To be done: Copy everything in the listing below word for word, apart from any images.

[Entries from a pointing dataset]
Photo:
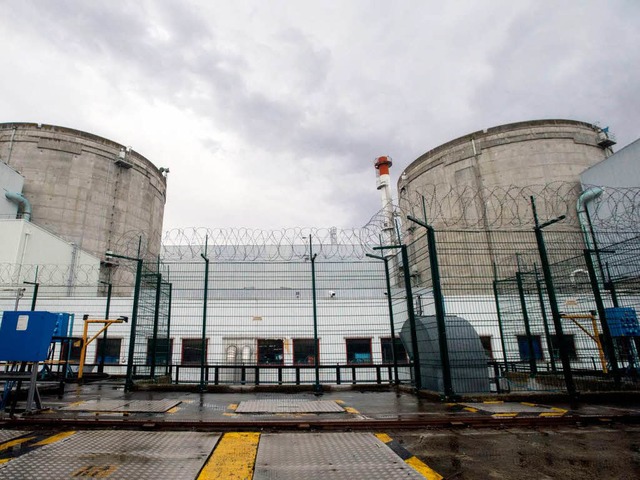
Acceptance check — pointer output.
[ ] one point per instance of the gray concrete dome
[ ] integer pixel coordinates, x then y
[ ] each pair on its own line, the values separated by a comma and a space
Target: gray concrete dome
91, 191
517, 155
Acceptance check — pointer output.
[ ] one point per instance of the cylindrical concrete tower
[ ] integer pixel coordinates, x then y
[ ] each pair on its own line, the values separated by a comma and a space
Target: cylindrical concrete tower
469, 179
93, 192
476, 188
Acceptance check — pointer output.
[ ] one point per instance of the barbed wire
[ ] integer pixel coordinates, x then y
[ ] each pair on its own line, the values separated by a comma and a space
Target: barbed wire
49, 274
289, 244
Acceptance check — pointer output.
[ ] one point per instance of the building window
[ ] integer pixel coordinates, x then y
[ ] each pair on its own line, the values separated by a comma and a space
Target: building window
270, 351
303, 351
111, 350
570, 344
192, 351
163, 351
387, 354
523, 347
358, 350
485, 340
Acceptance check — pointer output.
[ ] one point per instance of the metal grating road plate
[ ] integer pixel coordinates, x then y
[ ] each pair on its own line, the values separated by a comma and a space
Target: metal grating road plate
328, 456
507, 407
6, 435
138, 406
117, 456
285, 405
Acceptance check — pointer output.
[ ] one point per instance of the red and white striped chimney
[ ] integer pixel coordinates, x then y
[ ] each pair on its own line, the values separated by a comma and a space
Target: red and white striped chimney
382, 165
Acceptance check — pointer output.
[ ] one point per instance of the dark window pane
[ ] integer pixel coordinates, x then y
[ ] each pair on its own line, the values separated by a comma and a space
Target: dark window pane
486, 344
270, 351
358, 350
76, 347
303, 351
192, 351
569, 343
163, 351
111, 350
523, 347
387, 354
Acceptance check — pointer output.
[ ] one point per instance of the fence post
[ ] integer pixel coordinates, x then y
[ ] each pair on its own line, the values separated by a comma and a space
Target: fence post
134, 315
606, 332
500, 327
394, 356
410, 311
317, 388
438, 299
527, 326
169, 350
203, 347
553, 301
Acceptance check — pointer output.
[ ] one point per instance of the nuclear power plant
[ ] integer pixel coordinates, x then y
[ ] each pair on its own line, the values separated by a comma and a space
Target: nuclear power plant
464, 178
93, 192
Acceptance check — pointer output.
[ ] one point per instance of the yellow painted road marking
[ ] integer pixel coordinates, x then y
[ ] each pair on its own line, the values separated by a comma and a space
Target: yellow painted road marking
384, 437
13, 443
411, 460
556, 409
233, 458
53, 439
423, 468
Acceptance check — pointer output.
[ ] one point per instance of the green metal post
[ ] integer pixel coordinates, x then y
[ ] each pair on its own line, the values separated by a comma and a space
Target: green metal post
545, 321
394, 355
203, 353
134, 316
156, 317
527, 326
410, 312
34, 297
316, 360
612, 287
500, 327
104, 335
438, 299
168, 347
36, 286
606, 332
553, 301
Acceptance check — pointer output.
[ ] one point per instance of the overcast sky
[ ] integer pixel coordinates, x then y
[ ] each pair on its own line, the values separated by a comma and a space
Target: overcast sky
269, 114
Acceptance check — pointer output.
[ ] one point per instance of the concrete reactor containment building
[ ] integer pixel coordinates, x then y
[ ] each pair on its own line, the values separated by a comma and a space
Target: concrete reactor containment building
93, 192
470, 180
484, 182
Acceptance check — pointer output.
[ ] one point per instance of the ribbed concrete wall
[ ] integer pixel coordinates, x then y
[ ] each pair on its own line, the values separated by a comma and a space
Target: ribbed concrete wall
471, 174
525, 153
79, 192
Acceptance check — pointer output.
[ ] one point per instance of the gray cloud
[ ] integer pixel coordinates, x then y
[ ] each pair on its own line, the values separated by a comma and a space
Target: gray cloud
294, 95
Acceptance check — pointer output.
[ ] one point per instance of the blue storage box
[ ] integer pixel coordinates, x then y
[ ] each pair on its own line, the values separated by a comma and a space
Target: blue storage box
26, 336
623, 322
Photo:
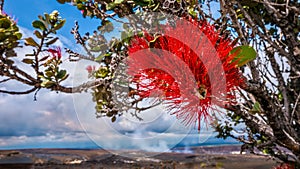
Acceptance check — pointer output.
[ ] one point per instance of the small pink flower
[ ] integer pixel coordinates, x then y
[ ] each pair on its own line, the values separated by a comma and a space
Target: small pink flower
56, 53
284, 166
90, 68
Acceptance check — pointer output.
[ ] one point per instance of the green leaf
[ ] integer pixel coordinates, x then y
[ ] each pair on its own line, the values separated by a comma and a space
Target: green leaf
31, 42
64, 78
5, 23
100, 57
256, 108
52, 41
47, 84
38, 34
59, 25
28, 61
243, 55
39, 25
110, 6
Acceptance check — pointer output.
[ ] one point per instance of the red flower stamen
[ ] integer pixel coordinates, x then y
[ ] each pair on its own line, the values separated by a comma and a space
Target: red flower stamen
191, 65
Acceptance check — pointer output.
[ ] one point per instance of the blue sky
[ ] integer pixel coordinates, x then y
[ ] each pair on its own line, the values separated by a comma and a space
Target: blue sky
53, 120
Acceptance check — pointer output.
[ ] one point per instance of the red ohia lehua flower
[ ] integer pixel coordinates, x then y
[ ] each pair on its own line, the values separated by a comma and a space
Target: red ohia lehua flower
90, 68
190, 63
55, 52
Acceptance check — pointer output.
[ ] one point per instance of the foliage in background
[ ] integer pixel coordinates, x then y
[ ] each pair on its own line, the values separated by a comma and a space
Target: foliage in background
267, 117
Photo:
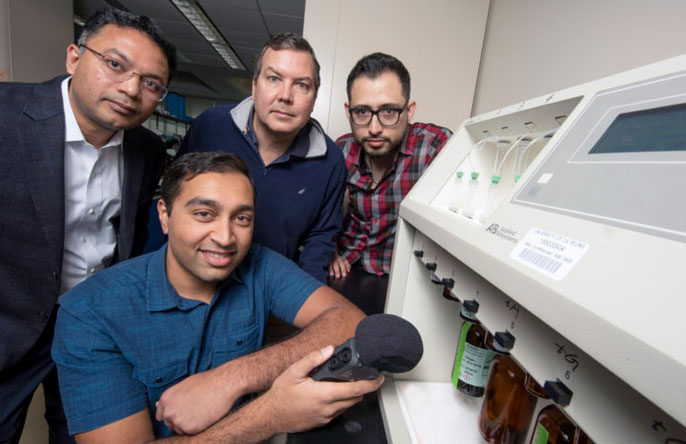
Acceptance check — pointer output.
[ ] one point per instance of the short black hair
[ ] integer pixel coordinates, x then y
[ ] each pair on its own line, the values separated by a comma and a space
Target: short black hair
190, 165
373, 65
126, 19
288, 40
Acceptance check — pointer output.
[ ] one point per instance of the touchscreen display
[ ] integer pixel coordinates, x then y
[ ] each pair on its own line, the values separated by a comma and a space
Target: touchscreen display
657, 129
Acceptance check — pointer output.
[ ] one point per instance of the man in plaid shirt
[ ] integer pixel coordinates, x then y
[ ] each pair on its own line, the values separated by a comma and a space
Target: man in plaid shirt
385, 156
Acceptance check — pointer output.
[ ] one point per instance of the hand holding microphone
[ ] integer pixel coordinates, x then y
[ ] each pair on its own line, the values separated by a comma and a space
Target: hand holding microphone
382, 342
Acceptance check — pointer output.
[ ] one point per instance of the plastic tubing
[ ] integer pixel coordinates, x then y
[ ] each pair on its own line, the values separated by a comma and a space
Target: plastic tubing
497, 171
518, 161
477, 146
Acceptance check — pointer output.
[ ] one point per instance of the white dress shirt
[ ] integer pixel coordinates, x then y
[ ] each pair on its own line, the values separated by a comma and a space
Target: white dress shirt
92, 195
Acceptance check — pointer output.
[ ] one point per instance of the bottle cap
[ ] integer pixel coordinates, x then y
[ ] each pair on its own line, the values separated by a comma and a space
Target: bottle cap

Solved problem:
Photo:
Acceptance check — pointer output.
[ ] one point per instance of the gray concrete dome
[ ] integer pixel coordinates, x then y
[ ] each pair on its own line, the values separated by a comma and a space
Target: gray concrete dome
91, 191
517, 155
Acceptance check — pointer output.
[ ] one point per instance of the cylindrical concrete tower
[ ] integer pixel coordinates, x then y
[ ] each pair on its own line, the values separated by a comma and a space
Target: cylindrical concrete tower
469, 179
93, 192
476, 188
Acceptance check — pointer output.
[ ] one point per instance of the barbed wire
[ ] integer pixel coordinates, x then y
[ ] each pair on its own line, the values separated by a comma and a space
Target: barbed wire
49, 274
289, 244
Acceptance check — pointer output.
[ ] one point per instance of the building window
[ ] integer pixel coordinates, x then y
[ ] each pair on its own line, the values separated by a comma and a space
Target: building window
270, 351
303, 351
111, 350
570, 344
192, 351
163, 351
387, 354
523, 347
358, 350
485, 340
Acceptance check — pointer output.
[ ] one point per instance of the metal grating road plate
[ ] integer pixel coordinates, x then y
[ ] each pair on its own line, the values separated by a comma and a space
Target: metal grating road plate
328, 456
507, 407
6, 435
138, 406
117, 456
285, 405
Acceptance check — pointer output.
[ ] one point per instance of the red and white striped chimney
[ ] integer pixel coordinates, x then y
[ ] each pair on its own line, the values separated by a comma and a space
Target: red and white striped chimney
382, 165
Acceptance check — pointer output.
[ ] one point per instance of the dark window pane
[ ] integer pixel coordinates, x then y
[ ] each pair on its own line, the values separated by a comma and a space
Target: dark window pane
486, 344
270, 351
358, 350
76, 347
303, 351
192, 351
569, 343
163, 351
111, 350
523, 347
387, 354
Acceptance check — pointer output.
[ ] one point per instance of the fence post
[ ] integer pixel coordinates, x then y
[ ] each pair on its own line, the values separated by a comma and a space
Target: fence post
134, 315
606, 332
500, 327
394, 356
410, 311
317, 388
438, 299
527, 326
169, 350
203, 347
553, 301
Acceptance check — pointer output.
[ ] one point per instance of the nuclear power plant
[ ] integer pixel coordinates, x then y
[ ] each pair on its own line, the values separated by a comma and a space
Target: nuclear power plant
464, 178
93, 192
Acceptance check — pointer output.
[ ] one point per instance of the yellow painted road marking
[ ] integer pixel coordinates, x then y
[ ] each pair on its own line, the values separated by a comma and a space
Target: yellow painted road marking
384, 437
13, 443
411, 460
556, 409
233, 458
53, 439
423, 468
Acceptance check — pointer output.
[ ] one point per instance of the green metal post
[ ] integer pixel coordinates, x then y
[ ] each pair on its own line, the values separated by a comma and a space
Target: green metal post
545, 321
394, 355
203, 353
134, 316
156, 317
527, 326
410, 312
34, 297
316, 360
612, 287
500, 327
104, 335
438, 299
168, 347
36, 286
606, 332
553, 301
Acceptance check — pointer output.
[ ] one point per instance of the overcast sky
[ ] integer pixel coordinates, x then y
[ ] each pair on its own line, the values separated by a comma and a space
Target: overcast sky
269, 114
Acceptance check — pointer output.
[ ] one point per instance of the concrete reactor containment building
[ ] integer pixel coordinates, x then y
[ ] each pair on its own line, the values separated by a comma and a space
Target: concrete reactor containment building
93, 192
470, 180
484, 182
Acceptance check — pointer output.
[ ] one point per instance of the ribbed concrete wall
[ ] integer pixel coordinates, x then y
[ ] each pair on its own line, the values separated by a comma and a space
Target: ribbed concrete wall
471, 174
525, 153
79, 192
Acceptance check — pointer output.
[ ] one point per instance of the gray cloud
[ ] integer pixel coordinates, x then y
[ ] each pair on its own line, the values separated by a comma and a space
Target: gray cloud
294, 95
Acceptance check — pointer output.
[ ] one point per instance of the blue storage box
[ ] integer pixel coordinates, x then y
[ ] each pair on its own line, the values separated by a comma and a space
Target: blue storage box
26, 336
623, 322
Photo:
Acceptance check — pointer output.
[ ] one point per instance of the small pink flower
[ ] integer pixel coordinates, x then y
[ ] each pair on its own line, the values separated by a comma and a space
Target: small pink flower
56, 53
284, 166
90, 68
Acceptance check — pointer output.
[ ] one point per instance of the green leaf
[ ] integer pixel coordinates, x then y
[ ] each pair on its own line, the values separated by a comma and a space
Target: green leaf
31, 42
64, 78
5, 23
100, 57
256, 108
52, 41
47, 84
38, 34
59, 25
28, 61
243, 55
39, 25
110, 6
Acceptance check — pointer output.
[ ] one point per instance of the red flower stamen
[ ] integer pixel coordinates, x then y
[ ] each pair on its own line, the values separated by a comma and a space
Target: red flower stamen
191, 65
Acceptance check — pointer output.
[ ] one point per instance of the blue sky
[ ] integer pixel coordinates, x then y
[ ] each pair on its own line, the values separated by a comma and a space
Target: blue sky
53, 120
Acceptance check — pointer output.
[ ] one point per instance of the red ohia lehua flower
[ ] integer pixel coordinates, x then y
[ ] each pair on its own line, the values separated by a comma and a space
Target: red ohia lehua flower
90, 68
190, 63
55, 52
Acceptance check — pointer output.
[ ] one point per instance of the foliage in background
[ ] integer pixel coordinates, x then y
[ ] each pair on its own line, the values separated by a comma and a space
Target: foliage in background
267, 117
Photo:
Acceptance check — pointer output.
[ ] one point per instance of the short black hair
[ ] integer pixel coordinates, x then y
[ ] each pair on its own line, the values separated by a comma and a space
Target: short black hair
190, 165
373, 65
126, 19
288, 40
Acceptance check — pointer output.
[ ] one point per instance of the touchscreen display
[ ] integer pixel coordinates, x then y
[ ] each pair on its own line, the values separated by a comma and a space
Target: touchscreen display
657, 129
Acceptance check — pointer output.
[ ] one point per instance of the man in plaid shirt
[ ] integer pixel coordinates, x then y
[ ] each pair on its own line, the values separated by a comma and a space
Target: man in plaid shirt
385, 156
Acceptance check — pointer output.
[ ] one point per instance of the hand holding microphone
[ ] integer pixel coordinates, x then y
[ ] each pair on its own line, the values separated by a comma and a space
Target: hand holding microphone
382, 342
Acceptance check — pointer output.
[ ] one point per instance of the plastic tubing
[ ] integer pixel coordinates, x then y
[ ] each pair on its own line, the values separated by a comma and a space
Target: plastic tubing
497, 171
518, 161
477, 146
Acceptance check — pointer output.
[ ] one point per instance of the white dress shirt
[ ] integer pixel coordinates, x then y
[ ] each pair on its own line, the values separated by a comma and a space
Target: white dress shirt
92, 195
Acceptance check — pointer output.
[ ] one point per instance of the bottle cap
[ ] integer pixel coordinates, x then y
[ ] each pair on its own line, the values separated by a comma and a space
Target: bottle cap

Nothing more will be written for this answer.